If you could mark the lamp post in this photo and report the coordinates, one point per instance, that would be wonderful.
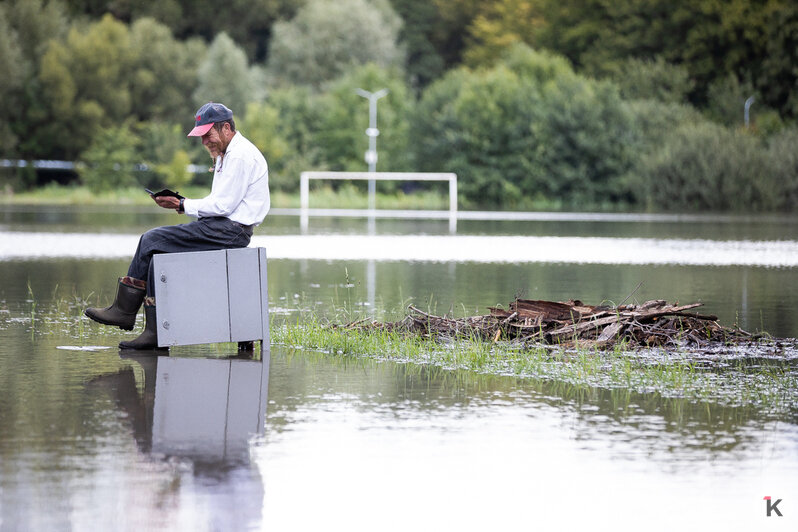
(747, 106)
(372, 132)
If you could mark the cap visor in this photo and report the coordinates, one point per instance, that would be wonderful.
(200, 130)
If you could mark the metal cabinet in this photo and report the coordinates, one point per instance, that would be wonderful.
(211, 296)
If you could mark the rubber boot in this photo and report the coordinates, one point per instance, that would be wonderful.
(149, 338)
(123, 310)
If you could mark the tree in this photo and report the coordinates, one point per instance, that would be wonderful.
(224, 76)
(26, 26)
(498, 26)
(109, 162)
(653, 79)
(84, 81)
(327, 38)
(525, 131)
(424, 62)
(163, 73)
(13, 65)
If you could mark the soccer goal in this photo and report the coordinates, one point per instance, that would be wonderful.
(372, 212)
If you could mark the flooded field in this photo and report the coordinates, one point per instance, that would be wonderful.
(92, 438)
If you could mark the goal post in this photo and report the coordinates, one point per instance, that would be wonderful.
(305, 177)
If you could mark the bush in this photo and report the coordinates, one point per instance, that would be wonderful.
(109, 163)
(705, 166)
(783, 158)
(526, 132)
(642, 79)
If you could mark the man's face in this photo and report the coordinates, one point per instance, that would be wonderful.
(216, 142)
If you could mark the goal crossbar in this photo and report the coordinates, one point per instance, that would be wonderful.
(305, 177)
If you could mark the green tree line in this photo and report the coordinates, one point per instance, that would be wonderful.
(533, 103)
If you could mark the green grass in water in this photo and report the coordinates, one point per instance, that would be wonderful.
(670, 374)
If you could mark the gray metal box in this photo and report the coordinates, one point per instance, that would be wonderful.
(204, 297)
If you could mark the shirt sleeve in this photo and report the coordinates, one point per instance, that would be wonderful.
(226, 195)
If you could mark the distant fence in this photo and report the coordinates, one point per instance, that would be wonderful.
(304, 189)
(69, 165)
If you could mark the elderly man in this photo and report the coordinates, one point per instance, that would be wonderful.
(239, 200)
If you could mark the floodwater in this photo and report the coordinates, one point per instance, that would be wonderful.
(92, 438)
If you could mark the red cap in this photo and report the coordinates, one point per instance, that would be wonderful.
(207, 115)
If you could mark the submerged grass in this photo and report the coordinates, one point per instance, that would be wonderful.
(761, 378)
(764, 376)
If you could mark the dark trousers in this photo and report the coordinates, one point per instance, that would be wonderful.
(205, 234)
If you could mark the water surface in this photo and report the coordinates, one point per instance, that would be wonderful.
(92, 438)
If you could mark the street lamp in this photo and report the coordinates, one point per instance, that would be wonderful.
(372, 132)
(747, 106)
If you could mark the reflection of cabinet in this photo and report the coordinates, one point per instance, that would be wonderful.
(211, 296)
(209, 408)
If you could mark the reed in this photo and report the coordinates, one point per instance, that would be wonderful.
(726, 379)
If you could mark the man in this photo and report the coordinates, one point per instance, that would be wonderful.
(239, 200)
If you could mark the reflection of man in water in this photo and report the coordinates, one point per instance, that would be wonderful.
(178, 419)
(239, 200)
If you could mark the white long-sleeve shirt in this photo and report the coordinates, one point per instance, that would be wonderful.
(240, 189)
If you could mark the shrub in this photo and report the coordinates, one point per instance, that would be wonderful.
(109, 161)
(705, 166)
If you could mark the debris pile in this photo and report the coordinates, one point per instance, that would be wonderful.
(535, 322)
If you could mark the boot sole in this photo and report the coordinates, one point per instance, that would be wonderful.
(104, 322)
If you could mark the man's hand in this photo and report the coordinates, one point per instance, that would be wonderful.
(167, 202)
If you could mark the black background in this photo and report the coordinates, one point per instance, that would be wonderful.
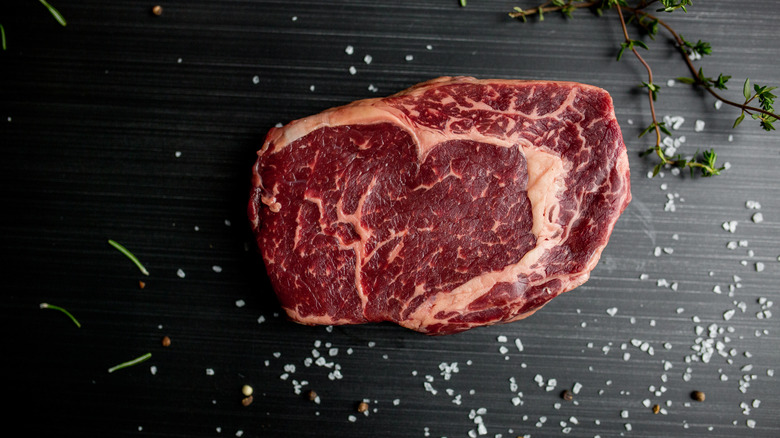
(143, 129)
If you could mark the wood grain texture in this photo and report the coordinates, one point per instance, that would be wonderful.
(143, 129)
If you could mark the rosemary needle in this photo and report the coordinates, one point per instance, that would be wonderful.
(53, 307)
(130, 363)
(129, 255)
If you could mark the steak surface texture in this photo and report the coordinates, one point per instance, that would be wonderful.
(453, 204)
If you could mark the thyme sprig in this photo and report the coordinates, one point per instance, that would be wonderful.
(129, 255)
(130, 363)
(52, 10)
(650, 24)
(63, 310)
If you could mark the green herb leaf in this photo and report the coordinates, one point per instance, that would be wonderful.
(129, 255)
(130, 362)
(739, 120)
(55, 13)
(53, 307)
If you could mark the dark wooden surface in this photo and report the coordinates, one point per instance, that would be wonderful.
(143, 129)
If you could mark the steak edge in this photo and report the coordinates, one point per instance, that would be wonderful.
(453, 204)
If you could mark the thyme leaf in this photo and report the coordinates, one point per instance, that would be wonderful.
(129, 255)
(648, 23)
(130, 363)
(53, 307)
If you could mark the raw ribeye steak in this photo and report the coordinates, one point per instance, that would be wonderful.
(453, 204)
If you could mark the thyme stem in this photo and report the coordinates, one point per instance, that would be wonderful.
(680, 45)
(656, 127)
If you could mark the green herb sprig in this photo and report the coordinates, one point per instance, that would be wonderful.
(61, 309)
(129, 255)
(52, 10)
(130, 363)
(650, 24)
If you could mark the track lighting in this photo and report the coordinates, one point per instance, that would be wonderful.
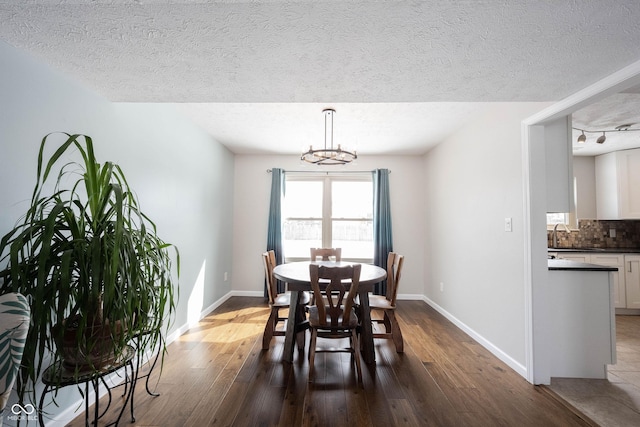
(582, 138)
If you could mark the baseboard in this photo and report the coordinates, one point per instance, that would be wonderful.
(513, 364)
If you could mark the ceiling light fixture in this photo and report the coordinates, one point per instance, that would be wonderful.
(582, 138)
(328, 155)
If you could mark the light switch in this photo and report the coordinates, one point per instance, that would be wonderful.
(507, 224)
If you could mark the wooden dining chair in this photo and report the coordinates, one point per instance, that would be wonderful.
(277, 302)
(325, 253)
(333, 316)
(387, 303)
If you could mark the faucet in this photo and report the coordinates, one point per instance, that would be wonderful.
(554, 236)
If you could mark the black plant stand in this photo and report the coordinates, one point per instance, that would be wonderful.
(57, 376)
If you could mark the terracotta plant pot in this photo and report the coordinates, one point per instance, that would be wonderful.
(93, 351)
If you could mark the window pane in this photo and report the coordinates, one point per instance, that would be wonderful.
(299, 236)
(352, 199)
(303, 199)
(557, 218)
(354, 237)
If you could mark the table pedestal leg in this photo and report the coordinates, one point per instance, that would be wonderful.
(291, 327)
(366, 337)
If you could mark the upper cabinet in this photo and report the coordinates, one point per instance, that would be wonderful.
(559, 173)
(618, 185)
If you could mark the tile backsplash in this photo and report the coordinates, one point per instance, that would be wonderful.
(597, 234)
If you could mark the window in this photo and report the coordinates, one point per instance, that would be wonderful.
(328, 211)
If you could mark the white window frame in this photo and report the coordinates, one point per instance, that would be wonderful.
(327, 220)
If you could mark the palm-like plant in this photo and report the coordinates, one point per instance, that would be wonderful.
(86, 252)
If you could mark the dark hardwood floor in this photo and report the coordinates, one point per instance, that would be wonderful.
(217, 374)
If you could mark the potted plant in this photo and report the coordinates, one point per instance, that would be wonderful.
(89, 261)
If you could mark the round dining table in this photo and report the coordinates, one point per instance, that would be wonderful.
(298, 279)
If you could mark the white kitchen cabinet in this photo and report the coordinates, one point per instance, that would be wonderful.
(582, 336)
(632, 280)
(617, 277)
(609, 260)
(618, 185)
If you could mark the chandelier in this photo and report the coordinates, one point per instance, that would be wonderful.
(582, 138)
(328, 155)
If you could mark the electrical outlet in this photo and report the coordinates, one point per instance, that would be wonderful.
(508, 224)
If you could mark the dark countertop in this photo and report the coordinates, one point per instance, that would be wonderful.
(599, 250)
(564, 264)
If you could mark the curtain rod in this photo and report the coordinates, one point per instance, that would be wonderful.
(324, 172)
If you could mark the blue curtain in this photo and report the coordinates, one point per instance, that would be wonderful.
(274, 230)
(382, 235)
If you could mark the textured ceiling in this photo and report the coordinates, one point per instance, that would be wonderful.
(393, 70)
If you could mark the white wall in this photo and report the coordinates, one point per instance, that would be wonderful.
(184, 179)
(584, 171)
(251, 208)
(473, 181)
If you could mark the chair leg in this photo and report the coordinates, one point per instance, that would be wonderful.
(396, 333)
(387, 323)
(356, 354)
(312, 353)
(269, 328)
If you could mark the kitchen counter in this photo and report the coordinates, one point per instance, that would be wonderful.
(564, 264)
(598, 250)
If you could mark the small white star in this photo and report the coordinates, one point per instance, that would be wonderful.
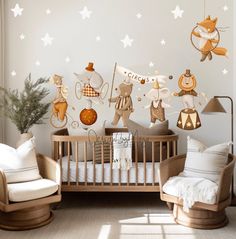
(17, 10)
(37, 63)
(138, 15)
(22, 36)
(177, 12)
(13, 73)
(47, 40)
(127, 41)
(67, 60)
(225, 8)
(48, 11)
(163, 42)
(151, 64)
(98, 38)
(85, 13)
(224, 72)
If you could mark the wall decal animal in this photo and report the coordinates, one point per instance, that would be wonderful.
(123, 102)
(188, 117)
(59, 117)
(208, 39)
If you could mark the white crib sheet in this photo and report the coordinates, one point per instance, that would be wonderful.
(107, 178)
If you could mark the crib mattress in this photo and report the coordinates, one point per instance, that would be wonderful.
(107, 176)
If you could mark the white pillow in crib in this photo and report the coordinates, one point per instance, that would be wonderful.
(97, 129)
(19, 165)
(203, 162)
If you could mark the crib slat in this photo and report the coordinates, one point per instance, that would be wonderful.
(85, 163)
(144, 162)
(174, 148)
(161, 151)
(102, 150)
(111, 166)
(153, 164)
(136, 161)
(94, 165)
(76, 163)
(68, 163)
(168, 149)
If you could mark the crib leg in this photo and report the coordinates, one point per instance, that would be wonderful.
(56, 206)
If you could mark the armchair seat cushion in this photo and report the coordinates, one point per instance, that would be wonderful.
(191, 190)
(19, 192)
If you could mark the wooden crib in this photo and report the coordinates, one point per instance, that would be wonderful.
(91, 175)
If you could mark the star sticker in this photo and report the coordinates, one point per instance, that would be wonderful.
(151, 64)
(127, 41)
(138, 15)
(48, 11)
(85, 13)
(225, 8)
(47, 40)
(67, 60)
(177, 12)
(224, 72)
(17, 10)
(163, 42)
(13, 73)
(22, 36)
(98, 38)
(37, 63)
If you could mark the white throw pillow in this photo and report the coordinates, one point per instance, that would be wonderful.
(96, 130)
(19, 165)
(203, 162)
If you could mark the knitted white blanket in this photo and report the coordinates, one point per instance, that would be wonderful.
(191, 190)
(122, 151)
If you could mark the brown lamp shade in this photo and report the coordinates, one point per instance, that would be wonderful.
(213, 106)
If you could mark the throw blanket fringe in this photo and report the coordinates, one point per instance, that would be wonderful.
(122, 151)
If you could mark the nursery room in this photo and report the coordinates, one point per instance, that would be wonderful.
(117, 119)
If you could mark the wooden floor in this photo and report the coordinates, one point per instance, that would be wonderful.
(118, 216)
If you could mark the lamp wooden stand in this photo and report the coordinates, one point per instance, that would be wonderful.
(214, 106)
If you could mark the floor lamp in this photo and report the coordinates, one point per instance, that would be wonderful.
(214, 106)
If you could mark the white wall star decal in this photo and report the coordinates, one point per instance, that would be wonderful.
(22, 36)
(225, 72)
(13, 73)
(37, 63)
(177, 12)
(47, 40)
(67, 60)
(225, 8)
(127, 41)
(85, 13)
(163, 42)
(151, 64)
(17, 10)
(98, 38)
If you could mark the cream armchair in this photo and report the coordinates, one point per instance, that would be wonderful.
(27, 205)
(201, 215)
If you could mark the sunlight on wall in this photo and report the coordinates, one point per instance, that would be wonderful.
(155, 226)
(104, 232)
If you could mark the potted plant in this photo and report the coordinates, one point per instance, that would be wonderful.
(25, 108)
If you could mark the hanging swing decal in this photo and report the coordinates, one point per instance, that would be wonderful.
(91, 86)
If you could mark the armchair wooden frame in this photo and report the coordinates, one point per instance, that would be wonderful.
(201, 215)
(34, 213)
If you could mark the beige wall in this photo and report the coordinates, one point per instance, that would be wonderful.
(112, 20)
(2, 61)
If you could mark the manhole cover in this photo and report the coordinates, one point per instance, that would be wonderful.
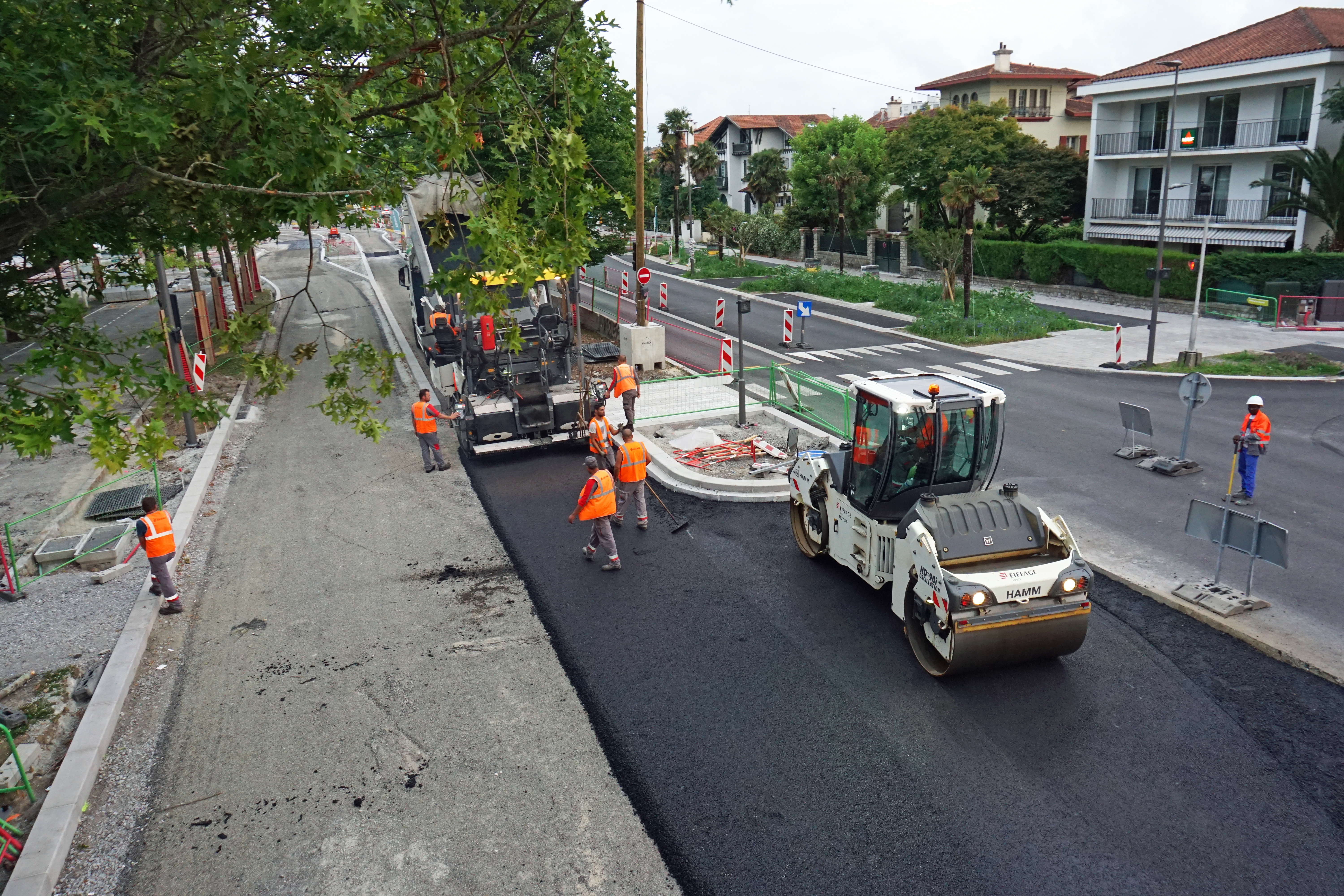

────────────────────────────────────────

→ **Problem to solve**
Copy out everything from the line containing "If you could mark the beige" down to the end of the records, word for word, and leave the pictures out.

→ **Answer for this exercise**
If you could mark the beige wall in this photo and report the coordinates, one point per instance, that would be wonderful.
(112, 20)
(2, 61)
If you could mark the manhole cover in this photo and report the coordinates, one point per instance, that would be wonderful.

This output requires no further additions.